* SUPPLIED PASSAGE
Buffer management block tries to its effort to equalize chunk file downloading time and maintains fixed quantity of buffered data. When the block detects that the chunk downloading time exceeds the target duration or buffered data being less than min_th, the block compares the size of left data to download chunk file and the whole data size of the lowest encoded chunk file. After that, the block requests a smaller one between the two of them. When it calculates the size of lowest encoded chunk file, the protocol considers Bandwidth Changing Overhead (BCO) which is HTTP session release and establishment overhead and compensation value for the AV quality degradation. This value is given constant between 1.2 and 1.5. The protocol can guarantee chunk downloading time as two times of target duration when the network bandwidth is provided at least lowest encoding bit rate. Table 1 shows the pseudo code of the algorithm.
Pseudo code of the algorithm.
Design principles of the proposed protocol
This section presents four key design principles of the proposed protocol. Design principles and the things to be considered for the overall platform architecture, considerations for application developer and rapid deployment are discussed.
Development transparency
Development transparency is one of the most important design principles of the protocol. Application developers do not know additional application programming interfaces (APIs) possible to develop. Application developers without having the domain knowledge of the protocol should be able to develop the service. For this reason, we hide the detail interfaces of protocols such as behavior of streaming protocol or DRM interaction. By only updating and loading the protocol library, streaming and digital rights management (DRM) agents could be extended such as MPEG-DASH or PlayReady DRM. As shown in Figure 7, an application developer only loads the library and calls the initialization and sets the protocol parameters by just adding 10 lines. The protocol runs inside the device as shown in Figure 8 and the application developer would not be involved in the protocol procedure any more. It makes the protocol transparent to the application developer.

Source codes for protocol initialization and parameter setting.

Design principles and SW architecture of the proposed protocol over the Google Android platform.

* EXCERPTED DATA
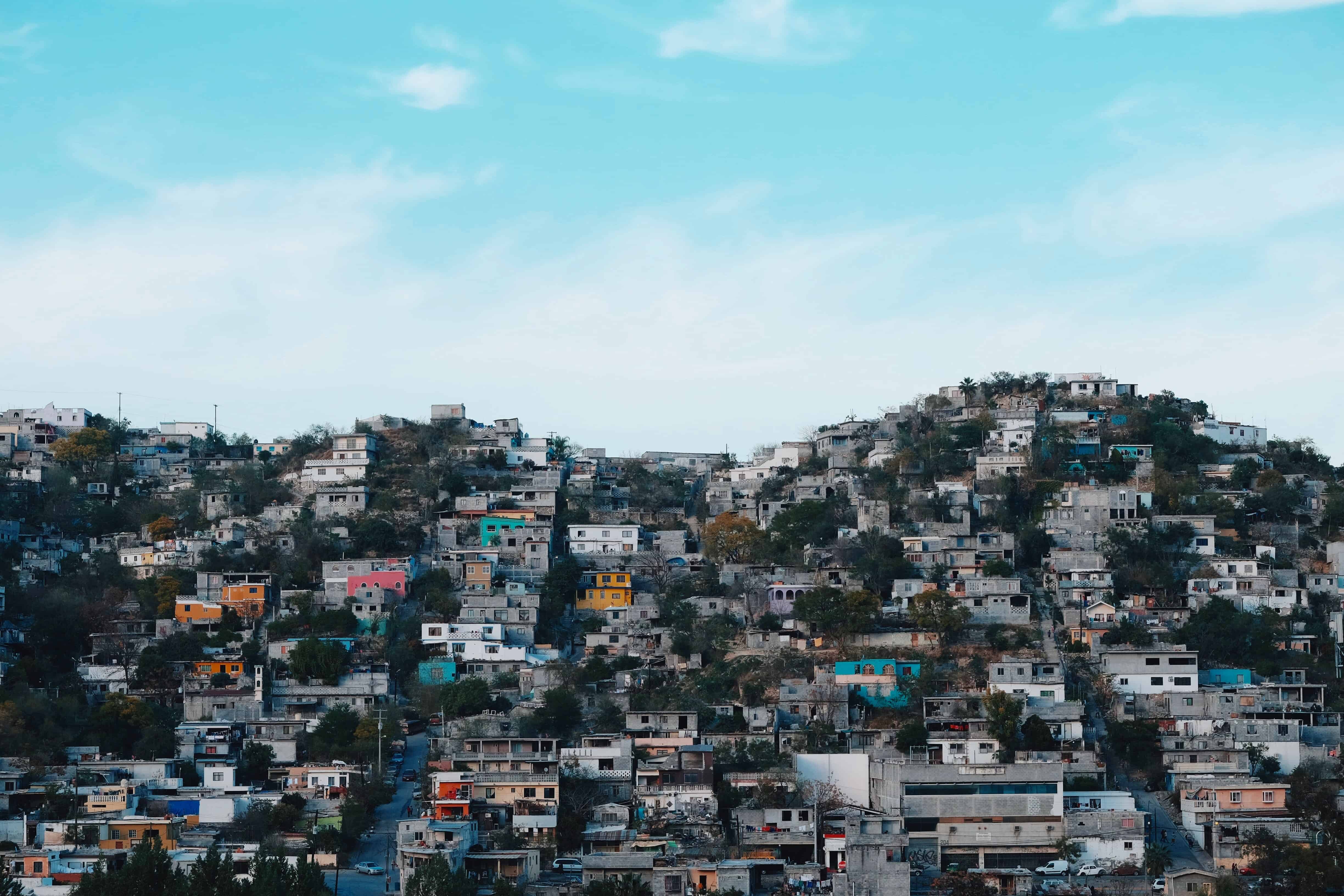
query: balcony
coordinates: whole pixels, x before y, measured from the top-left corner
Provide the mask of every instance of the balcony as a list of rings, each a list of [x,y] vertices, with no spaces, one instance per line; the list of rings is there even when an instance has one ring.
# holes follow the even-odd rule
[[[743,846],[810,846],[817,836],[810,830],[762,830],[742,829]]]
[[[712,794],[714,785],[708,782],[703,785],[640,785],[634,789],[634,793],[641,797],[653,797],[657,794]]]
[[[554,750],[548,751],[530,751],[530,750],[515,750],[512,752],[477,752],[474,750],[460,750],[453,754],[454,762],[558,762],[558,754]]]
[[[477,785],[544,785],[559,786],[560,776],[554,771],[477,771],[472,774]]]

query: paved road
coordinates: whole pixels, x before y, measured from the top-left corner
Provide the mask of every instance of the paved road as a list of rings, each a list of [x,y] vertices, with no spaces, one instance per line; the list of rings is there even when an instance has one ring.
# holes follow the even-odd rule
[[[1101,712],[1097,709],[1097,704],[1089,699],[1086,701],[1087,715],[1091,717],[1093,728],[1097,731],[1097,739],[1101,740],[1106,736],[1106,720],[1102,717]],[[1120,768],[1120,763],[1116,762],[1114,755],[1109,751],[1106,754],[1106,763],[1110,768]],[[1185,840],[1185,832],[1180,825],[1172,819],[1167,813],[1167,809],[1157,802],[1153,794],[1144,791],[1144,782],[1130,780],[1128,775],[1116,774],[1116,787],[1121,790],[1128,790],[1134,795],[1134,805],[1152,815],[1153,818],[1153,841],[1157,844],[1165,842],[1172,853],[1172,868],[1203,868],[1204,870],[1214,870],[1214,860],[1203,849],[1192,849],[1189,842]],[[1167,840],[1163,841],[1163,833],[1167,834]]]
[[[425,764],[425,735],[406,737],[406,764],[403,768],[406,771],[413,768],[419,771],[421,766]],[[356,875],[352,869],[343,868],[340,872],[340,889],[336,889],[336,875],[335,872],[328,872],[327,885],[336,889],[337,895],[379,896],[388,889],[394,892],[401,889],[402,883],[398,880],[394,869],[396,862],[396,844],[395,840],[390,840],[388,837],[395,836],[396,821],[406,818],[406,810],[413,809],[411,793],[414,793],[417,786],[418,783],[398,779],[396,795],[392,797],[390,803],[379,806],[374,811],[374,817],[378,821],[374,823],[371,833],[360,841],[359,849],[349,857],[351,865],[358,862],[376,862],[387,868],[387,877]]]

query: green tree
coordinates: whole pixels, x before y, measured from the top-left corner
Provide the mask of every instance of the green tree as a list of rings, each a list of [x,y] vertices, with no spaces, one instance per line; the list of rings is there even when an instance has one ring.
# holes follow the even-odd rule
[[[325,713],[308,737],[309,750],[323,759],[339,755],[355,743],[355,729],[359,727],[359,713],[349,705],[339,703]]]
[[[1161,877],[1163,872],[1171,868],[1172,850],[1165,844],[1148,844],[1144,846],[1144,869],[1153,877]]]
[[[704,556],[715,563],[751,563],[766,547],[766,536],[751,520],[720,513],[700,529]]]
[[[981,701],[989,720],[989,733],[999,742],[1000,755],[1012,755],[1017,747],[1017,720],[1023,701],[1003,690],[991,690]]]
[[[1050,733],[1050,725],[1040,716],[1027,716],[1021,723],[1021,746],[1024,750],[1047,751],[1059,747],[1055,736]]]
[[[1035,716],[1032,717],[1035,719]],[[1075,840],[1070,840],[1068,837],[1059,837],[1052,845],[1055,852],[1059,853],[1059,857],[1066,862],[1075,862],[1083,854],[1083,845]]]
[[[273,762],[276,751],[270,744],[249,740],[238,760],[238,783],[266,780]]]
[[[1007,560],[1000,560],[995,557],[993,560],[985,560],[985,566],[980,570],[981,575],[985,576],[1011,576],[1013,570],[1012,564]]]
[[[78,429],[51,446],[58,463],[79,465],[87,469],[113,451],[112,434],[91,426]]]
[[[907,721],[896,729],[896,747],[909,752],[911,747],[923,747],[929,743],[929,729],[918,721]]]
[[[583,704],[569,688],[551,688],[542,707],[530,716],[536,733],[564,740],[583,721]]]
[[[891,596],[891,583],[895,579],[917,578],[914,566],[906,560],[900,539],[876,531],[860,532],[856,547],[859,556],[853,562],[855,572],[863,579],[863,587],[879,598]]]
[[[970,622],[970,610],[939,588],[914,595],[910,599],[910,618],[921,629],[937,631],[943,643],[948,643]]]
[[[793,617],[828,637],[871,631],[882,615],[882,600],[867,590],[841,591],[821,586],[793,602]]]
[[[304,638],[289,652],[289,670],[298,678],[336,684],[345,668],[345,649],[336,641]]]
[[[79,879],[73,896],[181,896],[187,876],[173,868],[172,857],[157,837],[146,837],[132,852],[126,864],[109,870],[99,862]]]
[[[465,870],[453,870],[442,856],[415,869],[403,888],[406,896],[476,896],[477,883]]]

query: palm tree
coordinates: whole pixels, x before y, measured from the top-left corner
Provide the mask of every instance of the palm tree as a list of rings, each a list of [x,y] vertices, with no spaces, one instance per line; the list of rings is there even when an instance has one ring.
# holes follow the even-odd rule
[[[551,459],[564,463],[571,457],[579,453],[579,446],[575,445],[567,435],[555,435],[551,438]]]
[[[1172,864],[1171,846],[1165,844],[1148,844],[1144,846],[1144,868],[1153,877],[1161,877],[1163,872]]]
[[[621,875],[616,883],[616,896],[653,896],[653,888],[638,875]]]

* WHAT THIS EXERCISE ASKS
(1) From the streaming protocol passage, extract the text from "Source codes for" up to and including "Google Android platform.".
(2) Continue the passage on the streaming protocol's design from where it ends.
The records have no connection to the passage on the streaming protocol.

* ANSWER LIST
(1)
Source codes for protocol initialization and parameter setting.

Design principles and SW architecture of the proposed protocol over the Google Android platform.

(2)
Independency of OS kinds and versions
It should not modify a kernel or a platform for the development of the proposed protocol and there shall be no dependency on the OS version or type. However, real-time AV decoding and rendering functions require low-level primitive APIs and the APIs have high dependency of operating system and OEM software of the target device. If we modify the low-level APIs to develop some functions, we have to customize in a vast number of cases. It will disrupt the deployment of the protocol also. For this reason, we design a proxy server for mobile devices and utilize a built-in media player of the terminal as shown in Figure 8. The built-in player interacts only with the local proxy server, which is loaded by code of Figure 7. This approach abstracts the heterogeneity of operating systems and OEM software of the mobile devices.
Independency of CPU performance
Since video decoding and rendering consume a lot of computing resources, it will cause many constraints on the performance of the terminal. IoT devices having low computing power could be affected by limited processing capability. Thus, the protocol utilizes the hardware decoder and a renderer mounted in the SoC at the IoT device instead of utilizing CPU. We utilize the default android media player, which exploits Hardware (HW) decoder embedded on the terminal. As a result of this, the proposed protocol does not have dependency of CPU performance.
Deployment simplicity
For rapid deployment of the protocol, modification and development of the protocol are restricted to the terminal side. The protocols are developed in the user-level space but not kernel-level space. Any change in the intermediate nodes such as routers and switches is exempted. Therefore, we can adopt legacy adaptive streaming protocols as a media delivery protocol such as HTTP live streaming, MPEG-DASH, and Microsoft Smooth Streaming. These protocols are HTTP-based media delivery protocols. HTTP-based delivery enables effortless streaming services by avoiding network address traversal (NAT) and firewall traversal issues and provides a simple means to seamlessly change content rate on-the-fly in reaction to the changes in the available bandwidth without requiring the negotiation with the streaming server. We encrypt the media contents with common encryption algorithm (CENC) in order to store a piece of copy for every content not an every copy version of DRM kinds. Also, we adopt de facto standards for the DRM system such as Google Widevine and Microsoft PlayReady DRM as shown in Figure 8.
Implementation of the proposed protocol
We have developed the proposed protocol over the up-to-date Google Android mobile phone, which is equipped with LTE, WiFi, and 3G network interfaces. Since the Android platform basically supports RTSP for the multimedia delivery, we implemented the proposed protocol as well as local RTSP server, which communicate with built-in player through the RTSP standard interface. Through this interface, application developers can utilize the proposed protocol by using the legacy Android API transparently. Since the built-in player interworks with local RTSP server through the standard socket interface, platform dependency is eliminated.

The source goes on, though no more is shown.